» **Document excerpt**
⁂

Jonathan N. Schildt, Assistant Attorney General, argued the cause for respondent. On the brief were Ellen F. Rosenblum, Attorney General, Benjamin Gutman, Solicitor General, and David B. Thompson, Assistant Attorney General.
Before Tookey, Presiding Judge, and Egan, Judge, and Kamins, Judge.
In this consolidated appeal, in case number 21CR17744, defendant appeals a judgment of conviction for aggravated identity theft, ORS 165.803. She raises a sole assignment of error, challenging the trial court's denial of her motion to suppress.1 We reverse and remand.

⁂

» **Directions for this task**
Continue the appeal opinion from its final sentence. The records bear no relation to the appeal opinion.

» **Data**
⁂

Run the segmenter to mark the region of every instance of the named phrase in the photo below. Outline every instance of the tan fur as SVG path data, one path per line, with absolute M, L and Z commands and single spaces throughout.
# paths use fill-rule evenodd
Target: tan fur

⁂

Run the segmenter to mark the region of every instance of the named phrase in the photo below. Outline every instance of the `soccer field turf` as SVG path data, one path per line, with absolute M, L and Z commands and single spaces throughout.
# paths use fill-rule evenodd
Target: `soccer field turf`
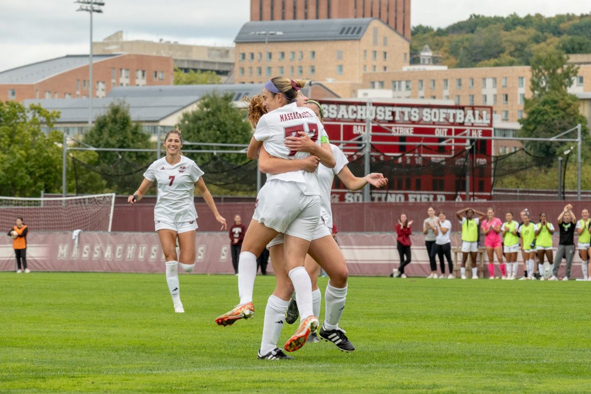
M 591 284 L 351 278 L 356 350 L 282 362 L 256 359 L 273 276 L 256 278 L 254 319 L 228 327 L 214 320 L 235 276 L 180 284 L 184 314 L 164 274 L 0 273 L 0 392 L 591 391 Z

⁂

» **Output for this task**
Late in the evening, a police officer initiated a traffic stop of a car in which defendant was a passenger. After the driver produced an identification card that did not belong to him, the officer arrested him for identity theft and giving false information to a peace officer. Once the driver was taken into police custody, a second officer noticed a handgun between the driver's seat and the center console. A third officer approached the front passenger side of the car, where defendant sat, and asked defendant to step out of the vehicle for officer safety purposes. Defendant held a small black backpack-style purse on the seat between her and the passenger-side door during that interaction, and as she exited the car, she held a pink wallet, but placed the backpack on the passenger floorboard. The officer then directed defendant to stand beside another officer behind the car.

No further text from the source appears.